** THE PROBLEM **
Beneath this task are records; count how many lines include the string "below" and answer with that number alone.

[Start of section]

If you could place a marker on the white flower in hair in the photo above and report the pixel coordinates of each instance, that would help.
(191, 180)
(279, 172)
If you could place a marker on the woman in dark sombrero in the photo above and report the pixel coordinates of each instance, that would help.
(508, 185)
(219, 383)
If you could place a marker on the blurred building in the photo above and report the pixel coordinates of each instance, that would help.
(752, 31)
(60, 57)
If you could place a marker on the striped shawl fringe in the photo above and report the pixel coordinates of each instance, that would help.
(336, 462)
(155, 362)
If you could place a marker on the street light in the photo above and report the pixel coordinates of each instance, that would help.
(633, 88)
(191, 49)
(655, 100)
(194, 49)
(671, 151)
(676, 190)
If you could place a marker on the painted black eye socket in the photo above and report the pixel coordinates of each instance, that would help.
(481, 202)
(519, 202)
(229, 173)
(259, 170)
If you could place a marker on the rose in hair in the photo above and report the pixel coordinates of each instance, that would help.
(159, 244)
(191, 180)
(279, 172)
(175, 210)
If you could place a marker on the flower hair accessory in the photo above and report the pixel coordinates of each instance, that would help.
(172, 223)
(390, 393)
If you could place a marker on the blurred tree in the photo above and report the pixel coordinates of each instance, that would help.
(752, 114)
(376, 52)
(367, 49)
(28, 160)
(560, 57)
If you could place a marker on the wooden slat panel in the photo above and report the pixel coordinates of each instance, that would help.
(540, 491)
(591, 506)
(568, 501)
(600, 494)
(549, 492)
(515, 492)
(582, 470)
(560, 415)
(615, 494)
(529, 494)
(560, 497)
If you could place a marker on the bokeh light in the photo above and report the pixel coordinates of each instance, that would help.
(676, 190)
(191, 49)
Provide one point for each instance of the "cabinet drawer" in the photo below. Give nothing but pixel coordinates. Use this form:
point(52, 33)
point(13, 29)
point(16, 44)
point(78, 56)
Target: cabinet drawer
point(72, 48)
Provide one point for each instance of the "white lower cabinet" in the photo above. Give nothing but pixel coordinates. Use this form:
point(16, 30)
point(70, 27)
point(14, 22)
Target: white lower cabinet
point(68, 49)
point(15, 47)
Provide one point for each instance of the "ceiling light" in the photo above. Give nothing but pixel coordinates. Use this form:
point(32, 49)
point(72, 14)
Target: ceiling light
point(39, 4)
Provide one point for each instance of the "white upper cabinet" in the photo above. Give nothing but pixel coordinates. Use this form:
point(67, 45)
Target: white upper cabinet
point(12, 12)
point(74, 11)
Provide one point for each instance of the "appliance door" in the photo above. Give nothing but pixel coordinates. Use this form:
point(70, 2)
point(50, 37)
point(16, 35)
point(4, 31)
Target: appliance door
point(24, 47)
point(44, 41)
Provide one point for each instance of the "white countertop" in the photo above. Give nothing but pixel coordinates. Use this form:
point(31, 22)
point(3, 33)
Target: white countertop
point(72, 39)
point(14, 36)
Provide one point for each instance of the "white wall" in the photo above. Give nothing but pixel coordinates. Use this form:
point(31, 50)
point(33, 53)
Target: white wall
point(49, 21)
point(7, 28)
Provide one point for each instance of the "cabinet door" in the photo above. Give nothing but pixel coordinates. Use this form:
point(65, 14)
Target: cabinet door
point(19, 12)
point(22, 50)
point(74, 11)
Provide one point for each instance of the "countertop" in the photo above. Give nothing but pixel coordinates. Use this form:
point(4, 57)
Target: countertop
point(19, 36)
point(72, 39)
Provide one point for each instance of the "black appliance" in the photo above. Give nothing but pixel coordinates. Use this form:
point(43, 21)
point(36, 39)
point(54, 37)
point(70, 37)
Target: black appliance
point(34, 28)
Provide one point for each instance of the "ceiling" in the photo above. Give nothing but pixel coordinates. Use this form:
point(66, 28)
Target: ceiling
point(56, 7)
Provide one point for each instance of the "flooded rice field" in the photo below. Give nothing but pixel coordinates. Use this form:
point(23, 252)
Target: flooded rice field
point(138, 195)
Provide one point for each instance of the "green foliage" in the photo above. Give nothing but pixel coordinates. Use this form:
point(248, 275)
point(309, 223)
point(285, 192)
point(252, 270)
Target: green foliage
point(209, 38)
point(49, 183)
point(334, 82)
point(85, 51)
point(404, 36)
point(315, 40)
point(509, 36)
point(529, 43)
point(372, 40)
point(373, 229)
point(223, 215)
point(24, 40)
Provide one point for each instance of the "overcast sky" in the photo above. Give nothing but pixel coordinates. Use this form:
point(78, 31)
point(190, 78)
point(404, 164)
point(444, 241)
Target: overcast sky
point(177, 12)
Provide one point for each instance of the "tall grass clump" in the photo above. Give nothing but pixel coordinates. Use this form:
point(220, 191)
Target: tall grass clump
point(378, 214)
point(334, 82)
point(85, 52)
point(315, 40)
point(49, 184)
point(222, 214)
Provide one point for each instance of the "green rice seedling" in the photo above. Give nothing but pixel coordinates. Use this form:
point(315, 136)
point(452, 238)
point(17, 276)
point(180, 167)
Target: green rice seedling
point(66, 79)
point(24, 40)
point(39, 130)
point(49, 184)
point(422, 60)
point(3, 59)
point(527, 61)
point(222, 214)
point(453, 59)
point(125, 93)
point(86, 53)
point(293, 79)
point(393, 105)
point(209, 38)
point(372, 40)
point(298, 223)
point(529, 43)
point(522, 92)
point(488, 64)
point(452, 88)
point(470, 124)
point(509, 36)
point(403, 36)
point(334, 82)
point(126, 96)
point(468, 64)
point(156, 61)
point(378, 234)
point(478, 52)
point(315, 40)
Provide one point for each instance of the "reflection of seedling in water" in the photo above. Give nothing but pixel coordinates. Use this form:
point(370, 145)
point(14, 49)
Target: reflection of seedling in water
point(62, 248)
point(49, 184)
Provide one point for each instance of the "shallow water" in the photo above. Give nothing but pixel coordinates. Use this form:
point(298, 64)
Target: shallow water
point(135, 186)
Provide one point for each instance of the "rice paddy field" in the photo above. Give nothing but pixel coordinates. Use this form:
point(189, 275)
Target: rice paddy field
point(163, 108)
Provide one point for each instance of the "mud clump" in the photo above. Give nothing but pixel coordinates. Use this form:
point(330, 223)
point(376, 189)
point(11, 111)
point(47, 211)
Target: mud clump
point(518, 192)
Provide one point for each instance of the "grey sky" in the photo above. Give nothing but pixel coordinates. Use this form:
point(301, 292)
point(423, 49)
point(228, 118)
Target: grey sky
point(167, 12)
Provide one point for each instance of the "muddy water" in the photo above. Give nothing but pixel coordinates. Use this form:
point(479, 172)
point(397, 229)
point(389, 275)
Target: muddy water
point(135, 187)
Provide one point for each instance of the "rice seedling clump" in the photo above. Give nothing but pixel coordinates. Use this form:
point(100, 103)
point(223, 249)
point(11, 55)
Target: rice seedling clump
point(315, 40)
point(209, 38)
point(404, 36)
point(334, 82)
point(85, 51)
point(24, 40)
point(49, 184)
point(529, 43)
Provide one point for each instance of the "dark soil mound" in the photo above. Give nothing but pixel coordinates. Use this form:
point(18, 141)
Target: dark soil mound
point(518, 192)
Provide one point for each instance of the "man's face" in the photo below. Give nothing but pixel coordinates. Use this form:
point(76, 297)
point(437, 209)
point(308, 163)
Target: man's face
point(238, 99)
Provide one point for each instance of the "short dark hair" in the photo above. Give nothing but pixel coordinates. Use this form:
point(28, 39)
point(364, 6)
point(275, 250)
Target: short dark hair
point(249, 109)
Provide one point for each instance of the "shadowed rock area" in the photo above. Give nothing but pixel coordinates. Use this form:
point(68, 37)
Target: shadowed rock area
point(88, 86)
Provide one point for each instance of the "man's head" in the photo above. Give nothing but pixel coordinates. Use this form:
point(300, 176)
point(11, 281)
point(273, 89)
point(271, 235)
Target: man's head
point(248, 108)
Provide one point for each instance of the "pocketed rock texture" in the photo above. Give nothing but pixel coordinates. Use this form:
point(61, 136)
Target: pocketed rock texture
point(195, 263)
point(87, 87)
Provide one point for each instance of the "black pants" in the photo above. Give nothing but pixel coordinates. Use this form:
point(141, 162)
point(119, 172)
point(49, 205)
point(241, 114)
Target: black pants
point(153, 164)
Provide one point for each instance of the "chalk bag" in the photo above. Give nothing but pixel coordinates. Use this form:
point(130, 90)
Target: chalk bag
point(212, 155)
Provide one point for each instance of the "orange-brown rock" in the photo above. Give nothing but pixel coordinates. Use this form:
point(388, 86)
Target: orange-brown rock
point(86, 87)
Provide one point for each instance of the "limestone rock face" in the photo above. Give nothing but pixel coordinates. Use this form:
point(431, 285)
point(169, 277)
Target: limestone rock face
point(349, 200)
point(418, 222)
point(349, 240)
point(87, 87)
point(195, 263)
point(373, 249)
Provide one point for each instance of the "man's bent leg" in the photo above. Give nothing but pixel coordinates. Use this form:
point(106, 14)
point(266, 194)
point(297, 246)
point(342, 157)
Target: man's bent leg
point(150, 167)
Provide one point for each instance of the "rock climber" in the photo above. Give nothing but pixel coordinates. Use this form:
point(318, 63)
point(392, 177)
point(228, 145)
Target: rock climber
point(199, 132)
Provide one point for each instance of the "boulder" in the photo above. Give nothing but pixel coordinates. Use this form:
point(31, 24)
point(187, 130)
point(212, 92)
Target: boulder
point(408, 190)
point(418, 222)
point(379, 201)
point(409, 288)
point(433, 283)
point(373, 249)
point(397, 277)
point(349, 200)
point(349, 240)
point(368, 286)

[End of section]

** ANSWER BOX **
3